TASK STATEMENT: In the items below, how many lines contain the string "blue"? Case counts. Give only the number.
[START OF RECORDS FOR THIS EXERCISE]
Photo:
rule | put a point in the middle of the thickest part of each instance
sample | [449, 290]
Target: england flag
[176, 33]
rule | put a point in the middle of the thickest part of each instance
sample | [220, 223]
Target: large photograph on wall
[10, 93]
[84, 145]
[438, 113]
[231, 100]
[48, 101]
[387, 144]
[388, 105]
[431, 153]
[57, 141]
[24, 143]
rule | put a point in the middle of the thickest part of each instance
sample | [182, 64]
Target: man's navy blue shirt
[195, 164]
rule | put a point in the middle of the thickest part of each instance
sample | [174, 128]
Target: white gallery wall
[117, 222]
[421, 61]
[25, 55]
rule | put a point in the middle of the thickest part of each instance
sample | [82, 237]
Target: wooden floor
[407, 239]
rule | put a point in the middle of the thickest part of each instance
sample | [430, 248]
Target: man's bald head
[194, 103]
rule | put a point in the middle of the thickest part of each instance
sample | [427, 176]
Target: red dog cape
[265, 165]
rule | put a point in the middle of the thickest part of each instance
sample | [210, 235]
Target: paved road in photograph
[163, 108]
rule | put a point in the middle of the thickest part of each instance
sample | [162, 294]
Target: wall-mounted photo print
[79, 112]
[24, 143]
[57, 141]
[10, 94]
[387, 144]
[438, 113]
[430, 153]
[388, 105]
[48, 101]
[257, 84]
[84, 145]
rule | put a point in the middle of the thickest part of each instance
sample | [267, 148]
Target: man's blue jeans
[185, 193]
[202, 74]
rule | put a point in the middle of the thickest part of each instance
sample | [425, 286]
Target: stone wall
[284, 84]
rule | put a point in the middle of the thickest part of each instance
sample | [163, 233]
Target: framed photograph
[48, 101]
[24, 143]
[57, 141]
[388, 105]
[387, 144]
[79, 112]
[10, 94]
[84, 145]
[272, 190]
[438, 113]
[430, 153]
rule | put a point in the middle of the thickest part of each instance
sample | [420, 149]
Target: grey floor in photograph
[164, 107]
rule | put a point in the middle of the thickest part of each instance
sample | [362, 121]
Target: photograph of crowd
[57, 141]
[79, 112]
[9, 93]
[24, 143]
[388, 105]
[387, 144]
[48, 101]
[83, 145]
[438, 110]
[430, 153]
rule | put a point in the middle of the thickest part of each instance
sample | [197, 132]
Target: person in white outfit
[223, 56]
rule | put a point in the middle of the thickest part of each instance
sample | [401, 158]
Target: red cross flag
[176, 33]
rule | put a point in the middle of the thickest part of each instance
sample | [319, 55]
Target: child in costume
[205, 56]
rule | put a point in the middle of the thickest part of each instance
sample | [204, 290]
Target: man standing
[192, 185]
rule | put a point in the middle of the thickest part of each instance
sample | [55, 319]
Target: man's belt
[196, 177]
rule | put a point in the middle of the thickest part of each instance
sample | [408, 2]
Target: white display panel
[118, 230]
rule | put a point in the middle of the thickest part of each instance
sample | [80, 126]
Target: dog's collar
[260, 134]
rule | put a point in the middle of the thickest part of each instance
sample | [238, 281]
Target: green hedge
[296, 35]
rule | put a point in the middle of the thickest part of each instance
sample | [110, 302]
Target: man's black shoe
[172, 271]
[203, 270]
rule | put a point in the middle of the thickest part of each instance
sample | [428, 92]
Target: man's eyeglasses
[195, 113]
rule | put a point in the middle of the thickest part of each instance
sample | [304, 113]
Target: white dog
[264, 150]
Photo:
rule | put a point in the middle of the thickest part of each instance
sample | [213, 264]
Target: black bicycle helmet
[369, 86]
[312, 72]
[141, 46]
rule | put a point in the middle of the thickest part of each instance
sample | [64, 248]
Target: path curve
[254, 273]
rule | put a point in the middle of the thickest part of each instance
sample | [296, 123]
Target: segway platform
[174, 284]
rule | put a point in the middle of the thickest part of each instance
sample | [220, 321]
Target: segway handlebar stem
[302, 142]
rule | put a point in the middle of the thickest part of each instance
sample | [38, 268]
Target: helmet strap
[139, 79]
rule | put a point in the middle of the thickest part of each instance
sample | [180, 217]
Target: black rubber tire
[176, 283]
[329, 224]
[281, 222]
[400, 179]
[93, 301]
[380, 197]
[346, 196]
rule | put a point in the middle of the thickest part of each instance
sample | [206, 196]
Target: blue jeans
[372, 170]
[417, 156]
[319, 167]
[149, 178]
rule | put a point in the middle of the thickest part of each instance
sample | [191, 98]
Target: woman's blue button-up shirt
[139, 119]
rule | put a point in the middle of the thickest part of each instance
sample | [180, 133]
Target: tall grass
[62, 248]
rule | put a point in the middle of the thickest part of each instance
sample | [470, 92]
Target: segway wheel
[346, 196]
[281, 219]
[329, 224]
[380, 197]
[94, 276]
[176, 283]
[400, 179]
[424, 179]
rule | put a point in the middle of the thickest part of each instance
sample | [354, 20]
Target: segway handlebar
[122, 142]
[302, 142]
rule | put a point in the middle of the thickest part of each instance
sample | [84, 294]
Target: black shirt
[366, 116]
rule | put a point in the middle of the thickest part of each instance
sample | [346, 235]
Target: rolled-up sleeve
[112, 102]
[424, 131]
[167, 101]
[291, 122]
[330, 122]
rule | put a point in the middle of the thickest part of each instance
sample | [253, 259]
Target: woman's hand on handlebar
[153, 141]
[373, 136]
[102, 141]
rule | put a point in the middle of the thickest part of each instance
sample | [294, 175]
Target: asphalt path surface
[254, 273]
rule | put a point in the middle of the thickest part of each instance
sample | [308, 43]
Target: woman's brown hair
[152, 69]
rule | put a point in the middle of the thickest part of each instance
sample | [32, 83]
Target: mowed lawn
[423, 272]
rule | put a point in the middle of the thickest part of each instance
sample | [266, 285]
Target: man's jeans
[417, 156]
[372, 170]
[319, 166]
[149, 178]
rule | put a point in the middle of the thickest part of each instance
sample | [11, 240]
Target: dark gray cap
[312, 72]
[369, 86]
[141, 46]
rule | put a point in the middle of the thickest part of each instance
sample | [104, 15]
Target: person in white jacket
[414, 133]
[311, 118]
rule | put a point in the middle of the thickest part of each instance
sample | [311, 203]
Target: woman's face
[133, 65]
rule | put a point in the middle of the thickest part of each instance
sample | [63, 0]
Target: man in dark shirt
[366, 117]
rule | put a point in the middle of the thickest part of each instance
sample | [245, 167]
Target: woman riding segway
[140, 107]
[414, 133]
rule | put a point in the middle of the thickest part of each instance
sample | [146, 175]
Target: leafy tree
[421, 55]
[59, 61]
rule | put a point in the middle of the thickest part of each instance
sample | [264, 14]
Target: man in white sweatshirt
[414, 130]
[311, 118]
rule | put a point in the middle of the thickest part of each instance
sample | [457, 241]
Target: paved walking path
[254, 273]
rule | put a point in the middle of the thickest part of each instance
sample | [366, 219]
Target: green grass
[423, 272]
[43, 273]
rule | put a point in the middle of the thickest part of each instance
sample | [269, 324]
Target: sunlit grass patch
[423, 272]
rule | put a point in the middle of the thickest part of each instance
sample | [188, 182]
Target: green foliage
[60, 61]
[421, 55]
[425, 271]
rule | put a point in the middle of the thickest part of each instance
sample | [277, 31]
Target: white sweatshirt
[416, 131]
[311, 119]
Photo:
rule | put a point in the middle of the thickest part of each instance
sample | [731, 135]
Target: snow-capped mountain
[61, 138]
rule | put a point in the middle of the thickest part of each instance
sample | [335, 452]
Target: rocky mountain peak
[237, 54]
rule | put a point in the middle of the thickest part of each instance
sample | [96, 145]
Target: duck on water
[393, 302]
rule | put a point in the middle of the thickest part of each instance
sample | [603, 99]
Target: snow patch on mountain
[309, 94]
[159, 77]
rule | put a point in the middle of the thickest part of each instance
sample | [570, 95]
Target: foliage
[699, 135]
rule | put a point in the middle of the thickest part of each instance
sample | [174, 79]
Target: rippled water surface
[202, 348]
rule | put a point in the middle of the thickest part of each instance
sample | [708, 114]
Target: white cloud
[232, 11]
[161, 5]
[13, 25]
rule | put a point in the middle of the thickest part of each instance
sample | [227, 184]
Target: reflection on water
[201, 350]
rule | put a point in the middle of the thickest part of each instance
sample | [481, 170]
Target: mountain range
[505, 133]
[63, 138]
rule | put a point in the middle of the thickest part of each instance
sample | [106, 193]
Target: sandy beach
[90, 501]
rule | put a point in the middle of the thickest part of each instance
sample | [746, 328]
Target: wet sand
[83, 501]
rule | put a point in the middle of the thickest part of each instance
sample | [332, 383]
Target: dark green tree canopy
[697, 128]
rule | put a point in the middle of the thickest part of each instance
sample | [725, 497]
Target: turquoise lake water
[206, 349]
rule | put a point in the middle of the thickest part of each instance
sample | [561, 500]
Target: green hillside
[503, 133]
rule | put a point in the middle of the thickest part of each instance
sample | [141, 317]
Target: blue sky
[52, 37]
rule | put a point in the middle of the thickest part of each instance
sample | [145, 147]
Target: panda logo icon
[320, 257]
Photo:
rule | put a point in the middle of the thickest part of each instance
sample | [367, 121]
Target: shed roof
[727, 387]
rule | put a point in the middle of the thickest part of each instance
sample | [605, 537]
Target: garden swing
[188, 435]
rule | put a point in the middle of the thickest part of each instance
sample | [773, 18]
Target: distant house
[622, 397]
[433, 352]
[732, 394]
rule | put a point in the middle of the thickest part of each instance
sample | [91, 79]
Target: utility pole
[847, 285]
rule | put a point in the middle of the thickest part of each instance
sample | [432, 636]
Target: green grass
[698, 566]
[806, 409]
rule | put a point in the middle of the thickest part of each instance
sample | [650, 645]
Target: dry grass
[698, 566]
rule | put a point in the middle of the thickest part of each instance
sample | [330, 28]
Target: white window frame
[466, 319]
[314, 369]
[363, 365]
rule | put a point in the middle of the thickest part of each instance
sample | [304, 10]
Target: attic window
[END OF RECORDS FOR THIS EXERCISE]
RESPONSE TO THE TASK: 5